◆ **ENUNCIADO DE LA TAREA**:
Por favor, indica en qué ciudad y en qué año está ambientada la historia de Con ánimo de amar según el texto para revisar.

Estableciendo relaciones cinematográficas, un cineasta que está muy cerca de Murakami es Wong Kar Wai, quien en el año 2000 hizo una película gloriosa sobre la imposibilidad del amor, Con ánimo de amar, la historia de una pareja que comparte el pasillo de una casa alquilada. Ambos deben soportar las largas ausencias de sus respectivos cónyuges por motivo de trabajo, pero casi por casualidad descubren que las parejas ausentes mantienen un affaire entre ellos. Los propios engañados, poco a poco, serán quienes se enamoren. La historia está ambientada en Hong Kong en 1962. Sus parejas siempre están fuera de campo. Ellos, a pesar de que se atraen, nunca llegarán a ser amantes habituales, sea por convenciones sociales, porque están casados o por que no pueden desprenderse de la situación del engaño. La puesta en escena fortalece la distancia, que está sugerida de diversas maneras. Una son los encuadres, con una cámara que parece espiar todo el tiempo acompañando la timidez de los personajes, a través de superficies curvas o detrás de marcos y puertas. Luego, con la importancia conferida a los objetos, entendiendo la presencia de estos, con sus formas y colores, como sustitutos fetichistas que cubre las ausencias. La secuencia en el café lo muestra muy bien. Hablan de sustitutos para no hablar de sí mismos, de aquello que ya no poseen y de aquello que no se atreven a enfrentar como una nueva experiencia. Los otros son las sombras, los fantasmas de lo real. La música puntúa la soledad mientras caminan perdidos entre pasillos sin tocarse, con el peso de la soledad. Sus tiempos no parecen coincidir y ni siquiera en el orden del juego de las apariencias lograrán sobrevivir al encierro, al hastío y a la soledad. Al igual que en Murakami, se produce un desacople entre personajes en tránsito, desarraigados, que se desplazan sin pertenecer a ningún lado.

◆ **INFORMACIÓN REGISTRADA**:
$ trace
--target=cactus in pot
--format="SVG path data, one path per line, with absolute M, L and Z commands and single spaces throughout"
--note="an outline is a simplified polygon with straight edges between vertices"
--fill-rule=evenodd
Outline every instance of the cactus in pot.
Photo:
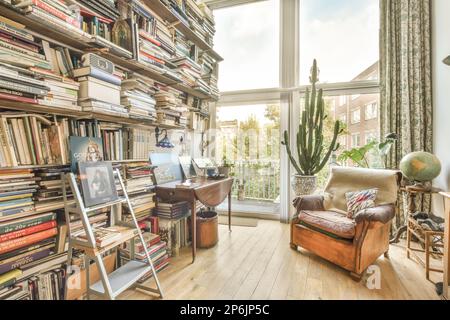
M 337 138 L 343 131 L 340 122 L 334 124 L 333 138 L 328 146 L 324 146 L 323 127 L 327 118 L 323 90 L 317 90 L 318 79 L 317 61 L 314 60 L 311 69 L 311 88 L 305 93 L 305 108 L 302 111 L 300 125 L 297 132 L 297 158 L 290 147 L 287 131 L 284 132 L 282 145 L 286 147 L 289 159 L 297 174 L 292 177 L 292 188 L 297 196 L 312 194 L 317 187 L 317 173 L 328 163 L 333 152 L 339 149 Z

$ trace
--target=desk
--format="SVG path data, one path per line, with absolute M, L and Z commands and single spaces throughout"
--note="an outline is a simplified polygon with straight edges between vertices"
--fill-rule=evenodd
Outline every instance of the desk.
M 196 202 L 198 200 L 207 207 L 217 207 L 228 197 L 228 229 L 231 231 L 231 187 L 233 186 L 234 179 L 210 180 L 207 178 L 196 178 L 191 181 L 192 186 L 187 188 L 177 188 L 177 185 L 181 183 L 180 181 L 158 185 L 156 187 L 156 197 L 163 201 L 175 200 L 190 203 L 192 212 L 192 262 L 194 262 L 197 253 Z
M 449 299 L 448 286 L 449 286 L 449 265 L 450 265 L 450 193 L 441 192 L 441 195 L 445 199 L 445 235 L 444 235 L 444 283 L 442 288 L 442 298 Z

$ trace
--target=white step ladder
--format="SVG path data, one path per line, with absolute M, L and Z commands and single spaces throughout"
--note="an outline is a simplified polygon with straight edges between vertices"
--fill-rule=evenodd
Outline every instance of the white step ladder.
M 90 294 L 96 294 L 100 297 L 108 300 L 114 300 L 117 298 L 119 294 L 127 290 L 128 288 L 134 286 L 138 289 L 143 290 L 146 293 L 156 293 L 159 295 L 160 298 L 163 297 L 161 285 L 159 283 L 155 268 L 153 266 L 152 259 L 150 257 L 150 254 L 147 249 L 147 245 L 145 243 L 145 240 L 142 236 L 142 232 L 139 228 L 138 222 L 136 220 L 136 216 L 134 215 L 133 206 L 130 203 L 130 199 L 128 198 L 128 193 L 126 191 L 125 185 L 123 183 L 122 177 L 120 175 L 120 172 L 118 169 L 114 170 L 114 175 L 116 178 L 118 178 L 120 182 L 120 186 L 122 188 L 123 197 L 120 197 L 118 200 L 105 203 L 102 205 L 94 206 L 94 207 L 85 207 L 84 201 L 81 196 L 81 192 L 78 188 L 78 184 L 75 178 L 75 175 L 73 173 L 67 173 L 63 174 L 61 177 L 62 181 L 69 182 L 70 188 L 72 189 L 72 194 L 75 197 L 75 204 L 74 205 L 68 205 L 68 199 L 66 194 L 66 188 L 63 188 L 63 197 L 64 197 L 64 203 L 65 203 L 65 216 L 66 216 L 66 223 L 68 224 L 68 237 L 69 237 L 69 248 L 68 248 L 68 263 L 67 263 L 67 275 L 70 275 L 72 272 L 72 250 L 73 249 L 79 249 L 82 250 L 85 253 L 85 267 L 86 267 L 86 297 L 89 299 Z M 125 221 L 122 221 L 122 215 L 121 215 L 121 205 L 123 203 L 126 203 L 130 213 L 131 217 L 133 219 L 132 223 L 127 223 Z M 117 242 L 113 243 L 112 245 L 106 246 L 104 248 L 99 248 L 96 245 L 94 232 L 92 230 L 92 226 L 89 223 L 89 217 L 88 213 L 98 210 L 111 207 L 111 218 L 110 218 L 110 224 L 111 226 L 123 226 L 130 228 L 130 232 L 127 232 L 124 234 L 122 239 L 118 240 Z M 83 223 L 83 228 L 86 234 L 87 240 L 80 240 L 76 237 L 73 237 L 71 235 L 70 230 L 70 214 L 78 214 L 81 218 L 81 221 Z M 140 242 L 142 243 L 142 246 L 145 250 L 145 256 L 147 257 L 145 262 L 137 261 L 135 260 L 135 237 L 138 236 Z M 130 261 L 124 264 L 123 266 L 119 267 L 109 275 L 107 274 L 105 265 L 103 263 L 102 254 L 106 251 L 110 251 L 113 249 L 117 249 L 121 244 L 130 241 Z M 97 283 L 94 283 L 93 285 L 90 285 L 89 281 L 89 266 L 91 261 L 95 261 L 97 264 L 99 274 L 100 274 L 100 281 Z M 141 285 L 138 282 L 139 279 L 141 279 L 144 275 L 147 273 L 152 272 L 153 279 L 155 280 L 157 289 L 153 289 L 148 286 Z M 66 286 L 67 287 L 67 286 Z M 67 289 L 66 289 L 67 292 Z

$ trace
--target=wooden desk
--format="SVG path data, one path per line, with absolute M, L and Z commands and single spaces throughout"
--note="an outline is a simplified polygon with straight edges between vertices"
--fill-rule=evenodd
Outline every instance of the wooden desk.
M 445 235 L 444 235 L 444 282 L 442 288 L 442 298 L 449 299 L 448 286 L 449 286 L 449 265 L 450 265 L 450 193 L 441 192 L 441 195 L 445 199 Z
M 177 188 L 177 185 L 181 183 L 180 181 L 169 182 L 156 187 L 157 198 L 163 201 L 187 201 L 191 205 L 192 262 L 195 261 L 197 253 L 197 200 L 207 207 L 217 207 L 228 197 L 228 229 L 231 231 L 231 187 L 233 182 L 233 178 L 221 180 L 196 178 L 192 179 L 192 187 L 189 188 Z

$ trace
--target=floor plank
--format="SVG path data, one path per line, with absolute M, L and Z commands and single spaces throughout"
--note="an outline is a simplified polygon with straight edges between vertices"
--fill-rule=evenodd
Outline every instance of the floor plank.
M 260 220 L 256 228 L 219 226 L 220 241 L 199 250 L 191 264 L 189 248 L 181 250 L 159 274 L 165 299 L 439 299 L 423 268 L 406 258 L 403 245 L 391 246 L 390 258 L 374 264 L 381 288 L 353 281 L 348 272 L 305 250 L 289 246 L 289 226 Z M 432 275 L 438 281 L 439 274 Z M 149 280 L 151 281 L 151 280 Z M 151 283 L 151 282 L 149 282 Z M 127 290 L 119 299 L 153 299 Z

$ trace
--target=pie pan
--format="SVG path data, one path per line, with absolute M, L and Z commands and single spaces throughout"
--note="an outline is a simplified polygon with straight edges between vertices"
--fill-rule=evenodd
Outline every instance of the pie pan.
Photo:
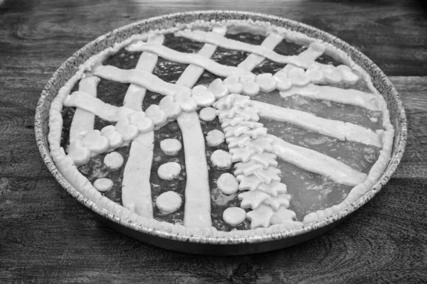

◆ **RESULTADO DE LA TAREA**:
Está ambientada en Hong Kong en 1962.